## TASK DETAILS
Return exactly the span of lines in the following data that opens with the line containing "Question. The picture above shows the reddish" and closes with the line containing "Question. The picture above shows the boy". Include nothing else.

## Dataset excerpts
--------------------
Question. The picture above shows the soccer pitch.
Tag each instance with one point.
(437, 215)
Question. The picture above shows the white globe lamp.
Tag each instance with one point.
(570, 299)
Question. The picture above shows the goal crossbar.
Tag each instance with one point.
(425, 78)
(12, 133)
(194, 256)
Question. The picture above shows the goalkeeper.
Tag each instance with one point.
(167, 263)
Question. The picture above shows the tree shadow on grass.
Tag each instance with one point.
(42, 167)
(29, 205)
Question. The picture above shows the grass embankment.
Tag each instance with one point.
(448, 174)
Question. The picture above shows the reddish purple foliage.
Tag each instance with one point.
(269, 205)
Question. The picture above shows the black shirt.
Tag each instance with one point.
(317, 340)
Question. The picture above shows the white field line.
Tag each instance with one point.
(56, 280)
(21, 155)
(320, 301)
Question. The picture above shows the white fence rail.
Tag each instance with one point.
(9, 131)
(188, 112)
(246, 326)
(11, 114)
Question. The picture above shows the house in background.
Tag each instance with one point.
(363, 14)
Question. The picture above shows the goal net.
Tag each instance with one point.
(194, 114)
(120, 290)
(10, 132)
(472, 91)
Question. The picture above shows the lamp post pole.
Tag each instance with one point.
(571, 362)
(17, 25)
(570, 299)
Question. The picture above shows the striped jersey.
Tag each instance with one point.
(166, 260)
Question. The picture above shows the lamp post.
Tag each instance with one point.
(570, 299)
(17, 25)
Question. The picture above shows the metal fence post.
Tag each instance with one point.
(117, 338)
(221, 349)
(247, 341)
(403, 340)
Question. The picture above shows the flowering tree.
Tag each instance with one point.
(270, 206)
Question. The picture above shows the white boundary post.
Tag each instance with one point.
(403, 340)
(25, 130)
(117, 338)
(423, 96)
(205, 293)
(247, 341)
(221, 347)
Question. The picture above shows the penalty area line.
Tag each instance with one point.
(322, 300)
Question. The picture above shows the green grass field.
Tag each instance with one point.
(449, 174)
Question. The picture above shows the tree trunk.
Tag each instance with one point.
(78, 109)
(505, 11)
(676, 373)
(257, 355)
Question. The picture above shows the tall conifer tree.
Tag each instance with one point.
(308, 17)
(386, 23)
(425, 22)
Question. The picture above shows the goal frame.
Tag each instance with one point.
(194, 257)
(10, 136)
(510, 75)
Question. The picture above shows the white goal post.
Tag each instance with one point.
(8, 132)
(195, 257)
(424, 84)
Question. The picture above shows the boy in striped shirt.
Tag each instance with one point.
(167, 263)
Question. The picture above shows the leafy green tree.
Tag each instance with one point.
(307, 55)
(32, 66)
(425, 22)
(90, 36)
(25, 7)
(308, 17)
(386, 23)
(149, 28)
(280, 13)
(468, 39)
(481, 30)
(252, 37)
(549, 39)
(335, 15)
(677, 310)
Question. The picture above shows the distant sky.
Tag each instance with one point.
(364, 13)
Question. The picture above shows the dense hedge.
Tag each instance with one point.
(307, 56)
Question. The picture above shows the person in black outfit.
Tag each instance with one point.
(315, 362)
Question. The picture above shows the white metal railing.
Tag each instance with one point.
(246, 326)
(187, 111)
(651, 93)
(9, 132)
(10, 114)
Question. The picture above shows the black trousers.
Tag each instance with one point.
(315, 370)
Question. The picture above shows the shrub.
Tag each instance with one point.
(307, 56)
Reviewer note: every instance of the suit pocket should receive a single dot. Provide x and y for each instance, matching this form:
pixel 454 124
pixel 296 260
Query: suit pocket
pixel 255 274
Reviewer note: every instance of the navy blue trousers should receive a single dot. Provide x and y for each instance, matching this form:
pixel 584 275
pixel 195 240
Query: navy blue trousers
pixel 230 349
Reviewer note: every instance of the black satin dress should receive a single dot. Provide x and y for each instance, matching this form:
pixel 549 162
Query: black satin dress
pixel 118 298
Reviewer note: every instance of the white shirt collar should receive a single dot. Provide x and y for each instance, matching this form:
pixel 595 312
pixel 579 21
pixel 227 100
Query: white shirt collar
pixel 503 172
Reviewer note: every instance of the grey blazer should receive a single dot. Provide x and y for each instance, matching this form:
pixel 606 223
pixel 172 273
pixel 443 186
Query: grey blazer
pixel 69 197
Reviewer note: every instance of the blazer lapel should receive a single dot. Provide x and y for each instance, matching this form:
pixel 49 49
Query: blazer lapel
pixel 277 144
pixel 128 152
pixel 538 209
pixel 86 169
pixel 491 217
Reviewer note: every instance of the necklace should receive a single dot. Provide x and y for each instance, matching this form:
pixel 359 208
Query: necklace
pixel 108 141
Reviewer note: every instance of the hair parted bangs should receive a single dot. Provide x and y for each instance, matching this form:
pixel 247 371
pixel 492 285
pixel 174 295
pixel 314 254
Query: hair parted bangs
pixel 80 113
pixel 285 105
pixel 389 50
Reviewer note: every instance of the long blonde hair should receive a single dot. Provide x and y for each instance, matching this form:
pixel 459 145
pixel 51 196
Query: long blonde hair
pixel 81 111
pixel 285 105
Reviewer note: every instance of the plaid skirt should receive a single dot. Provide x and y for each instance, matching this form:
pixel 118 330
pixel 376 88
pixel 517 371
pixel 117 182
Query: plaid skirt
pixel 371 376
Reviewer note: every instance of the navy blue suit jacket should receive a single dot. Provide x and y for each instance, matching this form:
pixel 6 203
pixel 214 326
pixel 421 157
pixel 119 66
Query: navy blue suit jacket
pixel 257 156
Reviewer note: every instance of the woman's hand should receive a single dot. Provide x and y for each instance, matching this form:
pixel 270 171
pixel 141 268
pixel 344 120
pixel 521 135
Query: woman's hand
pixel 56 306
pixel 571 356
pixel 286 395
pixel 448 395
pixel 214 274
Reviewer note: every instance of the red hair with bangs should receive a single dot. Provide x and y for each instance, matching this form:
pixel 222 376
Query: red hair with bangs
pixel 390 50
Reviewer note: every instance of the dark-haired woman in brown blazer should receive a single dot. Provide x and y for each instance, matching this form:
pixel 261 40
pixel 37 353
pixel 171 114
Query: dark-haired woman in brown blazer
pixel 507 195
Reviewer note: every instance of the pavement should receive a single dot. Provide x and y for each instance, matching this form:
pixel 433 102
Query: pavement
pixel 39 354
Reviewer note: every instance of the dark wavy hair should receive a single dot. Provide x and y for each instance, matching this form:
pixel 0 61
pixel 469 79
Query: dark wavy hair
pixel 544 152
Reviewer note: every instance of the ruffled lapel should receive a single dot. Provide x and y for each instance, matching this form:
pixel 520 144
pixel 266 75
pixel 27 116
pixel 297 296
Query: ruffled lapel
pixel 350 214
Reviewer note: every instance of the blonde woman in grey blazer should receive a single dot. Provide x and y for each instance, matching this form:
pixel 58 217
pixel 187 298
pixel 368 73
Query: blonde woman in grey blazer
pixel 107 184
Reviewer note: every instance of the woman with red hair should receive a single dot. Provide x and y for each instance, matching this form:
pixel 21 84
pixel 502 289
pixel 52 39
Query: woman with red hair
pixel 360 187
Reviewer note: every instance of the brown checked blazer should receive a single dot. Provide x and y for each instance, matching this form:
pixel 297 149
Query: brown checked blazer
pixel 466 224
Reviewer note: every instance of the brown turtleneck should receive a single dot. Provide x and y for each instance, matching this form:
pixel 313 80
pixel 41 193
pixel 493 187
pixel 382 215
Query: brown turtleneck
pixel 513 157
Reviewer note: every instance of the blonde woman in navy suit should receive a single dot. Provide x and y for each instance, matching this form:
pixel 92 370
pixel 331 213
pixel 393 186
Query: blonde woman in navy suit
--------------------
## TASK ANSWER
Question. The picture above shows the reddish purple foliage.
Tag each instance with one point.
(269, 205)
Question. The picture above shows the black shirt.
Tag each instance with one point.
(317, 340)
Question. The picture above shows the white field line.
Tag each instance with one point.
(56, 280)
(21, 155)
(320, 301)
Question. The picture above shows the white fence rail.
Tag each instance with one point.
(9, 131)
(188, 112)
(246, 326)
(11, 114)
Question. The picture above shows the house in background.
Tag each instance with one point.
(363, 14)
Question. The picture above shows the goal net.
Tag each instance with one point.
(194, 114)
(120, 290)
(10, 132)
(472, 91)
Question. The picture above shows the lamp post pole.
Tag each instance with one point.
(571, 362)
(17, 25)
(570, 299)
Question. The picture above shows the striped jersey.
Tag each instance with one point.
(166, 260)
Question. The picture above shows the lamp post.
Tag each instance with one point.
(570, 299)
(17, 25)
Question. The picture above shows the metal fence post.
Tag each instance with one point.
(117, 338)
(221, 349)
(247, 341)
(403, 340)
Question. The picture above shows the flowering tree.
Tag each instance with one point.
(270, 206)
Question. The picture above shows the white boundary post.
Tag each instance with one point.
(403, 340)
(25, 130)
(117, 338)
(423, 96)
(205, 293)
(247, 341)
(221, 347)
Question. The picture above shows the penalty area line.
Tag each instance with one point.
(322, 300)
Question. The picture above shows the green grass field.
Tag each instance with one point.
(449, 174)
Question. The picture above shows the tree trunk.
Tag each instance with one point.
(78, 109)
(505, 11)
(676, 373)
(257, 355)
Question. The picture above shows the tall conifer tree.
Tag each instance with one point.
(308, 17)
(386, 23)
(425, 22)
Question. The picture above shows the goal frame.
Tag each instance with one point.
(194, 257)
(10, 136)
(510, 75)
Question. The picture above shows the white goal post.
Tag each instance with one point.
(8, 132)
(195, 257)
(424, 84)
Question. The picture above shows the boy in striped shirt.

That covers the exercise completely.